Answer these questions from the article on Novartis buying AveXis:
(a) How much is Novartis paying for AveXis?
(b) Which two designations has AVXS-101 received?
(c) In which disease area does the analyst place Biogen's high-risk/high-reward pipeline bets?

*Text*
========
Does Novartis’ Acquisition of AveXis Spell Trouble for Biogen?

Published: Apr 11, 2018 By

Trouble

Switzerland-based Novartis is buying Bannockburn, Illinois-based AveXis for $8.7 billion. This could spell big trouble for Cambridge, Massachusetts-based Biogen.

A big part of the acquisition was AveXis’ lead gene therapy candidate, AVXS-101, for spinal muscular atrophy (SMA). The compound has received Orphan Drug designation as well as Breakthrough Therapy designation. Novartis and AveXis expect to file a Biologics License Application (BLA) with the Food and Drug Administration (FDA) in the second half of this year, with a U.S. launch sometime in 2019, if approved.

Which is bad news for Biogen. The only approved treatment for SMA is Biogen’s Spinraza (nusinersen). It was approved in late-December 2016 and in the fourth-quarter of 2018, brought in $363 million.

Spinal muscular atrophy a genetic disease that affects the part of the nervous system that controls voluntary muscle movement. It usually affects infants and can be fatal. There are several types of the disease.

Sumanat Kulkarni, an analyst with Cannacord Genuity, wrote in a note to investors, “While the potential of competition to Biogen’s spinal muscular atrophy (SMA) franchise from AveXis has been well-known for some time now, this deal means that Biogen could now face a competitor in Novartis that has significantly more competitive muscle versus AveXis alone. In our view, this development raises the stakes on the outcomes of Biogen’s high-risk/high-reward pipeline bets on Alzheimer’s disease, where the major catalysts are still some time off in 2019 and 2020, and leads investors to focus more keenly on Biogen’s own deals.”
========
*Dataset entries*

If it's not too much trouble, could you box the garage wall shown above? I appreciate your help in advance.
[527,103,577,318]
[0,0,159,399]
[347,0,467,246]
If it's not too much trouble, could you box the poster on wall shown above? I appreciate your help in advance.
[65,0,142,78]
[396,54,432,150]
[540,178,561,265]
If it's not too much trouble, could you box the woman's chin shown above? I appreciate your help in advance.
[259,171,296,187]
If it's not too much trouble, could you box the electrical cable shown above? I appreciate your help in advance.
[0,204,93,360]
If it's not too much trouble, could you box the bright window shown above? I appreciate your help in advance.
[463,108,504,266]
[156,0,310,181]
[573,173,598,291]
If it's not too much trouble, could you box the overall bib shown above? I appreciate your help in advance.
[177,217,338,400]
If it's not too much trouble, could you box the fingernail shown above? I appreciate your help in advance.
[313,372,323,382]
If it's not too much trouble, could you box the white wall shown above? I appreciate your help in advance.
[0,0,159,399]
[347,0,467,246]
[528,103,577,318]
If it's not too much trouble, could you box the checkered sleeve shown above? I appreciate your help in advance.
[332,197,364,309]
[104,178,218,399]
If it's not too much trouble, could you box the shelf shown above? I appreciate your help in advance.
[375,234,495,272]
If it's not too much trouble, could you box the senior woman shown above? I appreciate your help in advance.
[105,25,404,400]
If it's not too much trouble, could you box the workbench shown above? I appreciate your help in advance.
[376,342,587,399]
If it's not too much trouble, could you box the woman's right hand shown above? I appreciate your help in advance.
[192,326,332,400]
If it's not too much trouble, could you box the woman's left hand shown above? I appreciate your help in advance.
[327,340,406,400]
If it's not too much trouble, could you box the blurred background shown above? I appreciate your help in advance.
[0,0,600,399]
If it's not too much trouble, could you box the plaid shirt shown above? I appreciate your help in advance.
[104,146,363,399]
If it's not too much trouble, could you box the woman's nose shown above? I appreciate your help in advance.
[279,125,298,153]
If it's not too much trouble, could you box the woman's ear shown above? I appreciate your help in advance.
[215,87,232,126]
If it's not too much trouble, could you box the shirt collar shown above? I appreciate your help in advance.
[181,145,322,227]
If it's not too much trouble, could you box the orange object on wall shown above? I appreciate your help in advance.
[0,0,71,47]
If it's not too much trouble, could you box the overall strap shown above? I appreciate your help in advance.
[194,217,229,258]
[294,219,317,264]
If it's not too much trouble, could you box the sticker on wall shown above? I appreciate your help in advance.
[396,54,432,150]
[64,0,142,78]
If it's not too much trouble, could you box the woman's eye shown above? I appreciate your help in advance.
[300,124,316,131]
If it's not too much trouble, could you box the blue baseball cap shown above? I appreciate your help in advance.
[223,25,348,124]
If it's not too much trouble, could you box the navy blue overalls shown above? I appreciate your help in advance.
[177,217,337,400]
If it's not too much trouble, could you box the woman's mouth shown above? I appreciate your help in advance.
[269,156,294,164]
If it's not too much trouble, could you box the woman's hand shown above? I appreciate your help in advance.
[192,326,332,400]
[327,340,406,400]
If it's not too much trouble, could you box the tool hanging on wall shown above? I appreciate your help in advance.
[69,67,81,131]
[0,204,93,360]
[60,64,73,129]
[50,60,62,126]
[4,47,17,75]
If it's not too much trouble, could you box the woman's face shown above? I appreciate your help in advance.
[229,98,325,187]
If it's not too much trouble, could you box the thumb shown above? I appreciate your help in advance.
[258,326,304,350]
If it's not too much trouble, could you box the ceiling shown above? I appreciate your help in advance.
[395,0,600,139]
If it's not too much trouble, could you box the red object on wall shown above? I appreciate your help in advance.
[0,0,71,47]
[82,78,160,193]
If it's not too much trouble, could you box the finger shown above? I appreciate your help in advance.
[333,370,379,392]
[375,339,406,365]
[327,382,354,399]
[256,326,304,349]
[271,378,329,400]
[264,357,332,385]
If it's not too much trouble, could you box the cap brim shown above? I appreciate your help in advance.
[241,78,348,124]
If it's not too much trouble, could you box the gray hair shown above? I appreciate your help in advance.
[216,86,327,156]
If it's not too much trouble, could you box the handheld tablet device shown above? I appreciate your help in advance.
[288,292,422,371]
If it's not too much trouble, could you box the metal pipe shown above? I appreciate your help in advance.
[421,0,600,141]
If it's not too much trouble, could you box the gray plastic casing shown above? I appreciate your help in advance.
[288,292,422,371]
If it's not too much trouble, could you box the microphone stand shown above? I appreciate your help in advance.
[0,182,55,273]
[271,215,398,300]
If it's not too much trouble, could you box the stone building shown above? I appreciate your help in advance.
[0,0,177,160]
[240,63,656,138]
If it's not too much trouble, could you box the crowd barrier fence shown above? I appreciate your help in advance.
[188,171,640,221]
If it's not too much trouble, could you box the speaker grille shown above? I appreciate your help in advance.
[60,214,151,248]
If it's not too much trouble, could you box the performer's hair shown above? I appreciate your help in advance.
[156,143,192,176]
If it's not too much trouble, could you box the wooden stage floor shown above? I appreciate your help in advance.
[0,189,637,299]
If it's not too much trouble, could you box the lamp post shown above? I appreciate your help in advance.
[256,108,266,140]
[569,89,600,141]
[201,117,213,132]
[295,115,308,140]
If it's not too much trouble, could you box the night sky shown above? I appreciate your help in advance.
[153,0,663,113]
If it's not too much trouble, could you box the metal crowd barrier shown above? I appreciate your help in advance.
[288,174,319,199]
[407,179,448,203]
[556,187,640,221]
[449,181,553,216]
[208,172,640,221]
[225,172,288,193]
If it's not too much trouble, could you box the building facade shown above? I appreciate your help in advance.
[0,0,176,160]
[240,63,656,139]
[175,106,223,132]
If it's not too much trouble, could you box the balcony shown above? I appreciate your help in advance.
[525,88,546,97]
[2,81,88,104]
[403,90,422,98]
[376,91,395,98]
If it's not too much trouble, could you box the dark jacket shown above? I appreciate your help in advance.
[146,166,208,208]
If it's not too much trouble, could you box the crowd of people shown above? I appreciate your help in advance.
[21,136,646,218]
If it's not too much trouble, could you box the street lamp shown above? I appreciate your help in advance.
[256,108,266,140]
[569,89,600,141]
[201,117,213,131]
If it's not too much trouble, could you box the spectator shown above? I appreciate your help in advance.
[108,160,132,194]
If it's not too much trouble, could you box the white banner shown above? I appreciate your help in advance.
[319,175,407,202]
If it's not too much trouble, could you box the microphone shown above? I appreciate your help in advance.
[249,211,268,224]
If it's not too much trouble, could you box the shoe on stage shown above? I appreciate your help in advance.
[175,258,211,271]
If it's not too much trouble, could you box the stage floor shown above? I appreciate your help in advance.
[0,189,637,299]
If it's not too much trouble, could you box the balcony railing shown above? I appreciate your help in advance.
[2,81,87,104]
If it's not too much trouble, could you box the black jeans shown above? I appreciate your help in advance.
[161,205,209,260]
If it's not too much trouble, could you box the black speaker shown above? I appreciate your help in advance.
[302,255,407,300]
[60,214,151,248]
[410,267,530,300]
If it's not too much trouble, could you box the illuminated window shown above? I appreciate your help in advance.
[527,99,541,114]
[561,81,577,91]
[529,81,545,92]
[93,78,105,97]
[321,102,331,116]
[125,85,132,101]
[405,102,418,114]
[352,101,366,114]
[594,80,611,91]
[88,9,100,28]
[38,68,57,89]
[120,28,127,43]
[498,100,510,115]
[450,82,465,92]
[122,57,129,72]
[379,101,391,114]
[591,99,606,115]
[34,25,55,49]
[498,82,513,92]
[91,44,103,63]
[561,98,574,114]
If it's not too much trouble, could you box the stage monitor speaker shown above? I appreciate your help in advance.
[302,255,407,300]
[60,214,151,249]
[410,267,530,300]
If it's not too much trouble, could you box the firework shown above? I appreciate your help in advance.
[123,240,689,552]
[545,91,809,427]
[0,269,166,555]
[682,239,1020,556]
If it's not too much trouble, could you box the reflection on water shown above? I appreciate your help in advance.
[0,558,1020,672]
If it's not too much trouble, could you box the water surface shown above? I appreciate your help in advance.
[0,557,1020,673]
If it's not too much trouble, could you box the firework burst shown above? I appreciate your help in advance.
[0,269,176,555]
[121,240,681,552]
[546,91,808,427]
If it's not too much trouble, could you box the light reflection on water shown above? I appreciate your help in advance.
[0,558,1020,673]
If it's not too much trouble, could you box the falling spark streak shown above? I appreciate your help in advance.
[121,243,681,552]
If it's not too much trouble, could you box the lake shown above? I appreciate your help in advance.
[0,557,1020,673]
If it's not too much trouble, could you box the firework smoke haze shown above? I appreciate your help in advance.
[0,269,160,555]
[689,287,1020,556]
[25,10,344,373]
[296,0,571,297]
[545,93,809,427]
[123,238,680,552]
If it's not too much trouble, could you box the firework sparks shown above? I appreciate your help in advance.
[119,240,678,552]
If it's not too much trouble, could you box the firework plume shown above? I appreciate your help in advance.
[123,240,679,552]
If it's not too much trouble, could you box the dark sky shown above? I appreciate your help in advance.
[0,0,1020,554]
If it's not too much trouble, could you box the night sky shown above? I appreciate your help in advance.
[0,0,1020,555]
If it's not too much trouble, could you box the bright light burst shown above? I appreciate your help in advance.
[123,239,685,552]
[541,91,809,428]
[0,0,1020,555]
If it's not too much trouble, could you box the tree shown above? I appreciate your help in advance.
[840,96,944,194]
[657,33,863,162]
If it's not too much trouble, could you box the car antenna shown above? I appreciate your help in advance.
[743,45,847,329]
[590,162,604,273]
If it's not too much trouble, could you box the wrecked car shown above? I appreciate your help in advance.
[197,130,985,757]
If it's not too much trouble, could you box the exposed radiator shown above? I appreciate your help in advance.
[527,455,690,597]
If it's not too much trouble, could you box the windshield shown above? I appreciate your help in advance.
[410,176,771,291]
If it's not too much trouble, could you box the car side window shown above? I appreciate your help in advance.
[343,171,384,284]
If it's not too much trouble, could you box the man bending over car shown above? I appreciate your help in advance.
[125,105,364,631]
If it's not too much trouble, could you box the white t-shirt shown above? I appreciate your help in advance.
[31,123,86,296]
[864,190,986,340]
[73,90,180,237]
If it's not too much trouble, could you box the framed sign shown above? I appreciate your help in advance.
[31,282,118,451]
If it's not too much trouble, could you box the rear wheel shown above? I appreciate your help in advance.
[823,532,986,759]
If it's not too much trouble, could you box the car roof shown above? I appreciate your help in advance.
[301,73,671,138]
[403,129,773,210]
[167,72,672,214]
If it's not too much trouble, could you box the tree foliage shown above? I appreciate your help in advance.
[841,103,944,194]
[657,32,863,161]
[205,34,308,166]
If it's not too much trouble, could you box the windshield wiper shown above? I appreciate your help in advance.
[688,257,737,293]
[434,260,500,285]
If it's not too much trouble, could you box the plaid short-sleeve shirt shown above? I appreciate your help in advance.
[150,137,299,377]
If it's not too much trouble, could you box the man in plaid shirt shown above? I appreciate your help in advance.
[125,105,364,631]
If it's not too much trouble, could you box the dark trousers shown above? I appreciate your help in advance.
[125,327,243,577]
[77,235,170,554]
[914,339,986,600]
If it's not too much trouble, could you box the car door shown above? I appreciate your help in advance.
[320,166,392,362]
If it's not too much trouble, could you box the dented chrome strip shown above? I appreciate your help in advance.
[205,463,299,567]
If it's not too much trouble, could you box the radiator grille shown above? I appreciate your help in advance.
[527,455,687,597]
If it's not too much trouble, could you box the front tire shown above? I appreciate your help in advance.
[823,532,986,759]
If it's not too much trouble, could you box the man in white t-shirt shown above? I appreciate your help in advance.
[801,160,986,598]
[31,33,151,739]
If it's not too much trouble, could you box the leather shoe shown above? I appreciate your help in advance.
========
*Written solution*
(a) $8.7 billion
(b) Orphan Drug designation and Breakthrough Therapy designation
(c) Alzheimer's disease